By Susi Baerentzen, Ph.D., Carlsberg Foundation Postdoctoral Fellow, Amsterdam
On March 28, the High Court of Eastern Denmark delivered its ruling in two joined cases between the former A.P. Møller – Mærsk group—then Mærsk Olie og Gas A/S and A.P. Møller-Mærsk A/S (hereafter called MOGAS)—on one side and the tax authorities on the other.
The case concerns MOGAS’ participation in the initial phases of oil production activity in Algeria and Qatar and the know-how etc. that the company put at the disposal of its local subsidiaries for these preliminary investigations. The tax administration had conducted a discretionary assessment of MOGAS’ income as it found that the company had defrayed costs for its subsidiaries, which comprised controlled transactions, just as the transfer pricing documentation was disputed.
The High Court continued the recent line of court rulings rejecting the tax administration’s argumentation in cases about discretionary assessments. It stated that for the years in question (2006-2008), the initial investigative phase had been concluded, and expenses were no longer defrayed by MOGAS, i.e., the transactions in question were not controlled. The Court, on the other hand, did find that other performance guarantees and technical/administrative assistance provided for the subsidiaries were controlled transactions and should have been at arm’s length. Consequently, the case has been referred back to the tax authorities for a renewed assessment.
Facts of the case
MOGAS was a 100% owned subsidiary of A.P. Møller – Mærsk A/S (APMM), which was the management/administration company in the consolidated group. MOGAS, which was the parent company for a large number of subsidiaries, was incorporated in 1962 in relation to the current A.P. Møller – Mæersk group obtaining permission to explore and extract deposits of oil and gas in the North Sea. In 2018, Maersk Oil, which MOGAS was part of, was sold to Total S.A.
MOGAS’ activity consisted of three main areas until 2018: first, MOGAS was operator on behalf of the parent company APMM in the Danish section of the North Sea. In addition, MOGAS conducted preliminary investigations in different parts of the world to discover new oil fields, after which subsidiaries/branches were incorporated to facilitate the continued oil exploration and initiate the production of oil. Furthermore, MOGAS delivered a number of technical and administrative services (so-called time writing) for other companies within the group, including to APMM and to its subsidiaries in Algeria and Qatar.
Simply put, MOGAS conducted the necessary negotiations to obtain licenses with the local authorities, which was necessary to initiate the work to begin with. In this regard, MOGAS guaranteed that the obligations towards the oil state in question were met and that the contract with the relevant independent joint venture participants was fulfilled by the local MOGAS subsidiary or permanent establishment (so-called performance guarantees). MOGAS was paid at cost price for providing the time-writing services in the shape of technical and administrative assistance for the subsidiaries. If a license was obtained, the subsequent expenses were defrayed entirely by the subsidiary or its branch, and correspondingly, this subsidiary/branch received all the income from the oil extraction.
Looking at the overall lifespan of an oil production field, the initial investigative phases are relatively short, and the expenses are relatively low. The highly valuable and costly activities take place in the following explorative phases, which comprise drilling activities, that may very well turn out to be nothing. Only for the deposits that are likely to be commercially profitable to extract, infrastructure will be set up to perform this task, which requires very substantial investments.

◆ RAW RECORDS
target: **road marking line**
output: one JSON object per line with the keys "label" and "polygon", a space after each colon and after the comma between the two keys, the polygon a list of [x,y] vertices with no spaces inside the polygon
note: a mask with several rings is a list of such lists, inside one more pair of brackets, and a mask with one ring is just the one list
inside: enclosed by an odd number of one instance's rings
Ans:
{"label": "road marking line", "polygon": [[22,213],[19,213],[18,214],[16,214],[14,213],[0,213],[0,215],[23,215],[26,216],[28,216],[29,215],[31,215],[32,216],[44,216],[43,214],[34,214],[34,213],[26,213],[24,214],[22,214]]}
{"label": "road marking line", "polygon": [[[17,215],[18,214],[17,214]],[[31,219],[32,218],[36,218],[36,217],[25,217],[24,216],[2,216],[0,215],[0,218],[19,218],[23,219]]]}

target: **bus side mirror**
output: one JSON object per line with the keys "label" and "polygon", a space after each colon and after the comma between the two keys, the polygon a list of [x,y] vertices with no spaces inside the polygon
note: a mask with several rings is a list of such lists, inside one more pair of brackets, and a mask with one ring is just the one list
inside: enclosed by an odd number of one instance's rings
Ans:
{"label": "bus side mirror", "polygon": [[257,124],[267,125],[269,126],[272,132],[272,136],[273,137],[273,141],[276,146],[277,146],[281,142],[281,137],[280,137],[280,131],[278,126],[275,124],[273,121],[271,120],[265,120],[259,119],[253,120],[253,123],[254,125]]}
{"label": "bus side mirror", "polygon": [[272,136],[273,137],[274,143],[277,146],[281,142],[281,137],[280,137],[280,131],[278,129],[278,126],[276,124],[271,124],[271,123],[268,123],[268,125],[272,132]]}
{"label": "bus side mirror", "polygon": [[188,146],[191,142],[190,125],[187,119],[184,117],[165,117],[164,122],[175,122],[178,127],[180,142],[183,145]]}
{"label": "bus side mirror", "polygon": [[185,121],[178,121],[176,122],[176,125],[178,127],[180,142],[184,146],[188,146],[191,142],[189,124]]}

◆ WHAT TO DO
1. In the article on the MOGAS tax ruling, rewrite the part between "The case concerns" and "documentation was disputed.", inclusive, changing "subsidiaries" to "affiliates".
2. According to the article on the MOGAS tax ruling, to which company was Maersk Oil sold in 2018?
3. Pick up the article on the MOGAS tax ruling from its last sentence and carry it forward.

◆ WRITTEN RESPONSES
1.
The case concerns MOGAS’ participation in the initial phases of oil production activity in Algeria and Qatar and the know-how etc. that the company put at the disposal of its local affiliates for these preliminary investigations. The tax administration had conducted a discretionary assessment of MOGAS’ income as it found that the company had defrayed costs for its affiliates, which comprised controlled transactions, just as the transfer pricing documentation was disputed.

2. Total S.A.

3.
The lifetime of an oilfield has been presented as follows in the case documents:
The issues in a nutshell
In 2012, the Danish Tax Agency had performed a discretionary assessment of the income for MOGAS for putting valuable know-how at the disposal of its subsidiary’s foreign branches in Algeria and Qatar. The Tax Agency had taken the view that MOGAS (in the years prior to incorporating the subsidiaries in Algeria and Qatar in the early 1990s) had defrayed expenses for preliminary investigations, which constituted controlled transactions for the income years 2006-2008. As mentioned above, the alleged know-how consisted among other things of initial preliminary investigations, the incorporation of subsidiaries, negotiations with the oil state, and the providing of performance guarantees and time-writing services.
The transfer pricing documentation MOGAS offered only comprised the providing of time-writing and not the expenses defrayed for the initial investigations or the providing of performance guarantees.
Essentially, the tax authorities had taken the view that MOGAS’ business model entails that the company will never be able to yield a profit from its activity because of the setup and that the presence of a group entity being persistently loss-making is an indication of further controlled transactions, which they were entitled to adjust. Consequently, the tax agency had adjusted the consolidated group income for the same income years.
In 2018, the Danish Tax Tribunal upheld those decisions, and MOGAS brought the case before the courts. The case was referred directly to the High Court.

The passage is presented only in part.